(Dataset entries)
========================
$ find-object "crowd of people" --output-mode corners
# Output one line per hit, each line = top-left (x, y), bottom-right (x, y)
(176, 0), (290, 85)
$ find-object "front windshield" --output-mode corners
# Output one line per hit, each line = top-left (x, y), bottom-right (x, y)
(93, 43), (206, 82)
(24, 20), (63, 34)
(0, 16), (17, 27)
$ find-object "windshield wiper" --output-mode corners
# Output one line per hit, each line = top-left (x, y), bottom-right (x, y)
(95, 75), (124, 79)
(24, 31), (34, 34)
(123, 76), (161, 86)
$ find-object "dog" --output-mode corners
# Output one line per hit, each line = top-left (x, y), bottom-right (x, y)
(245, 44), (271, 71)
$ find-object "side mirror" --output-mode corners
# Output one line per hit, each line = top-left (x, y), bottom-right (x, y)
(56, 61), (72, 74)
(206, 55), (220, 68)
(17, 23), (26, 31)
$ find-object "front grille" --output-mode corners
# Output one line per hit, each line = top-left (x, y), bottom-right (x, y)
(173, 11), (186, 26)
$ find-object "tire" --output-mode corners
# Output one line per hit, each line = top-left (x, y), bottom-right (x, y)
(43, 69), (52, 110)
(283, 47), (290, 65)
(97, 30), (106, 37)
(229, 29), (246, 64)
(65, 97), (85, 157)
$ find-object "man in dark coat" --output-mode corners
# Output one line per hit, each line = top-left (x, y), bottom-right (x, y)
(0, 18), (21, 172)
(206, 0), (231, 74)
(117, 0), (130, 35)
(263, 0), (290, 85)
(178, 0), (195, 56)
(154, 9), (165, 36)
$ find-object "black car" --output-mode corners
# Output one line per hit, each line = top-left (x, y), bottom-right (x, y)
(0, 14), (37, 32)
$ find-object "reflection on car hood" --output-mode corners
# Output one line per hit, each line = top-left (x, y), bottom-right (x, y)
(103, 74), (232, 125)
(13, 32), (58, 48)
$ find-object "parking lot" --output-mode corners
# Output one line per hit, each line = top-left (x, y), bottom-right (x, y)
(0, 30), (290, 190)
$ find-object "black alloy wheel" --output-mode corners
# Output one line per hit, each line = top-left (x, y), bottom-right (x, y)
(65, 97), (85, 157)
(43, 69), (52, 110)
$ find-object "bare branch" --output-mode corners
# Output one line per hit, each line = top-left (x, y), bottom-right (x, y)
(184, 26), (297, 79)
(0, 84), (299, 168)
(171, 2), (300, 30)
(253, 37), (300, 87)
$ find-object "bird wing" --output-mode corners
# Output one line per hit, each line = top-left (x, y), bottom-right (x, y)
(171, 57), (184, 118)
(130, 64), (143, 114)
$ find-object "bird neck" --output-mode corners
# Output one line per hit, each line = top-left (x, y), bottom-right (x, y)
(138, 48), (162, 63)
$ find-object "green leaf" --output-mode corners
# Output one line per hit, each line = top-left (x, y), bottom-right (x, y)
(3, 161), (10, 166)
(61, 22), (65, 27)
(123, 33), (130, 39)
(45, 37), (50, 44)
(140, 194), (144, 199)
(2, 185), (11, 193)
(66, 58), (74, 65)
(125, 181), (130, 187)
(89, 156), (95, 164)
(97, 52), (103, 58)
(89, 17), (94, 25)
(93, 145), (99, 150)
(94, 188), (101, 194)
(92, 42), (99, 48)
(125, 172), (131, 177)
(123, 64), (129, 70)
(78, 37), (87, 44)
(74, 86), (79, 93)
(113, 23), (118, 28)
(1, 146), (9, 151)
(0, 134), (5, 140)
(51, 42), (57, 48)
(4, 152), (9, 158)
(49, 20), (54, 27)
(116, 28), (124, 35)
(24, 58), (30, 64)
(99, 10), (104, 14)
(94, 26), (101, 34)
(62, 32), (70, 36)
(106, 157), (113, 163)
========================
# PROMPT:
Bring together every line in the entries that holds the string "front".

# SOLUTION FOR THIS EXERCISE:
$ find-object "front windshield" --output-mode corners
$ find-object "front grille" --output-mode corners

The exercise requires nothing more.